→ **TEXT EXCERPT**:
I would always be up for listening to new music :-)

And the main problem with separates is finding the speakers to match, plus cabling, stands etc.

This is the problem. Had a bit of a look on ebay, and most older turntables are not being sold with speakers etc, plus to be honest I would want to have a good look at a a deck before I bought it. Then there is replacement needles....probably not easy to get hold of either.
Dougpol1 32 | 2,673
9 Nov 2018 #194
The Jimi Hendrix Electric Ladyland 50th edition was released today. My favourite album. According to our friends at the remastering is appalling. Hendrix fandom in meltdown, and the anger in the music community could yet lead to World War.

Brickwalling/loudness wars (digital clipping of sound) is here to stay. Another reason, other than cost, why vintage 70s and 80s pressings are best.

About 60% of Irish people have blue eyes, including me

Me too Atch. And my daughter. She is very beautiful, like her mother (my daughters' blue eyes come from her grandmother - the Irish Buckley I told you about). My grandmother also had blue eyes.

I used to get the usual comments from the Nottingham girls along the lines of "gorgeous eyes...shame about the face!"
Miloslaw 15 | 4,706
9 Nov 2018 #195
Doug,that is a weird can you jump from Jimi Hendrix (a subject that I love),
To blue eyes? (A subject that is unimportant,in my opinion)?
Dougpol1 32 | 2,673
10 Nov 2018 #196
that is a weird can you jump from Jimi Hendrix (a subject that I love), To blue eyes?

Lol Miloslaw. The Mods joined them. Chat about nothing is banned by the thought police on this board. I was simply chatting with Atch - but any social niceties are clearly reviled here.

Which in my view is a pity. You're right though, there is no connection between eye colour, and who was probably the greatest ever rhythm guitarist, unless some anthropological study is going to prove otherwise! Do you have any views on the Experience corporation Miloslaw? I happen to think they are doing a **** poor job on the Jimi legacy.
Atch 17 | 3,808
10 Nov 2018 #197
(digital clipping of sound)

Hate that digital sound. Years ago I did a bit of singing and always used an analgoue mic even though digital was already fashionable. The analogue is so lovely and warm and rich in tone. It enhances the natural sound, whereas the digital gives that terrible processed sound, kind of like the difference between fresh veg and tinned. Though I must admit I have a weakness for tinned peas :D, not tinned muzak though. I also think the overuse of compressors is an issue in modern musical production techniques.

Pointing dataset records
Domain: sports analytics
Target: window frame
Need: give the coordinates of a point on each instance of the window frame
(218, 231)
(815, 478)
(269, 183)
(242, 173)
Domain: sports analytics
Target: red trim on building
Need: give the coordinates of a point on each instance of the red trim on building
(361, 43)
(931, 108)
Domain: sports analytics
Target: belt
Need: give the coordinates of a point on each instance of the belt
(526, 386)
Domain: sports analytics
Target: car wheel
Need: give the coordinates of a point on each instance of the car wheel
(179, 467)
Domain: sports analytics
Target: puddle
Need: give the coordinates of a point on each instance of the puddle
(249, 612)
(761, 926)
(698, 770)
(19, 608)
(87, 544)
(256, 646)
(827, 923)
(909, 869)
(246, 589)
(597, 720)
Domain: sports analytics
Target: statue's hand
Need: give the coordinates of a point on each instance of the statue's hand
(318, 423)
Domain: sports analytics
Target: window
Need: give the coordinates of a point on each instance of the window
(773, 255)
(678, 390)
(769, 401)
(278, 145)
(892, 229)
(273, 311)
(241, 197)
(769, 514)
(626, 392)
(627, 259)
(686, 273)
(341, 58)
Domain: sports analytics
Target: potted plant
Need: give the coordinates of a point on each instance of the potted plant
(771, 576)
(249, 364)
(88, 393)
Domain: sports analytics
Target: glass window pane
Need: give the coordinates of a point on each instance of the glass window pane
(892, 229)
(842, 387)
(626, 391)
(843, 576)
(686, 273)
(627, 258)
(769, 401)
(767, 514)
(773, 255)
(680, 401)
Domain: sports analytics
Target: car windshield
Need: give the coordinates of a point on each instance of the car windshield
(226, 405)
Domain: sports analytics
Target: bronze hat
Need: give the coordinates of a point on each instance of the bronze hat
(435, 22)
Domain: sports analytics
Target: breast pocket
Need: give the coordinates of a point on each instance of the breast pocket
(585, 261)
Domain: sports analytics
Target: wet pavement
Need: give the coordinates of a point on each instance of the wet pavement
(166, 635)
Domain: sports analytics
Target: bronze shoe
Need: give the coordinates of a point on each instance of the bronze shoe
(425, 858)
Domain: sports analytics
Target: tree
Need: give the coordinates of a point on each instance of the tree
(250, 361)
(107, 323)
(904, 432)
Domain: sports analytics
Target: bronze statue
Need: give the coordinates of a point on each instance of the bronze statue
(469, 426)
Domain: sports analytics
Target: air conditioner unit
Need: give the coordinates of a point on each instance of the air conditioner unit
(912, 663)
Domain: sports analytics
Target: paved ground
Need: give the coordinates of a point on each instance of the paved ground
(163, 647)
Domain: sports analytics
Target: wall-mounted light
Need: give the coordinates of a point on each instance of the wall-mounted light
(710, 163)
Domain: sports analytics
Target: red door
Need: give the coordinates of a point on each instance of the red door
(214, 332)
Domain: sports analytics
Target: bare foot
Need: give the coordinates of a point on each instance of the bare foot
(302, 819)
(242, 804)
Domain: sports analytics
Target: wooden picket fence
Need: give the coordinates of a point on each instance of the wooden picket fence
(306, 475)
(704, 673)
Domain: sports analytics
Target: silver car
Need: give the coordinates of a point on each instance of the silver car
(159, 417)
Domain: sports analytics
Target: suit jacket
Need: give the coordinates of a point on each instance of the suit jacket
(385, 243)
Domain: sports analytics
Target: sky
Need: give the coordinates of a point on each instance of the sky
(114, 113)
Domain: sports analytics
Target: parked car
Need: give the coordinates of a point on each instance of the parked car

→ **TO DO**:
Extend the forum thread about turntables, the Hendrix remaster, and analog sound, picking up after its last sentence.

→ **FINAL RESULT**:
blue eyes? (A subject that is unimportant,in my opinion)?

Very important to those who have them!
mafketis 35 | 11,710
10 Nov 2018 #198
Jimi Hendrix (a subject that I love),

Another one of these figures I've never been able to get into...I love Sister Rosetta Tharpe and Elmore James (favorite guitar players ever) and Lightning Hopkins can be pretty great too (though he has a tendency to... prettify blues maybe a bit too much)

I kind of checked out of most classic/album/acid/prog rock and only dipped back in for (mostly American) punk

Hate that digital sound

Sound is a funny thing, one of the things I love about Elmore James' recordings is that they sound like they were recorded in a giant tin can, very echo-y and tinny but it gives it a much more authentic honky tonk vibe, you can almost smell the stale beer and years old smoke residue on everything.

What audiophiles never understand is... anything that makes things sound good (versus whatever it is they're into)
Dougpol1 32 | 2,673
10 Nov 2018 #199
Elmore James

Well yes. Hendrix stole one of Elmore James' compositions (Peoples, peoples) it. Literally:)
Miloslaw 15 | 4,706
10 Nov 2018 #200
I don't really know much about The Expeience Corp,except that is run by Jimi's adopted sister and his brother,for the benefit of the Hendrix family.

What have they been doing?


I,my wife,my kids and most of my family have blue eyes,never thought much about it.
Why is it so important to some?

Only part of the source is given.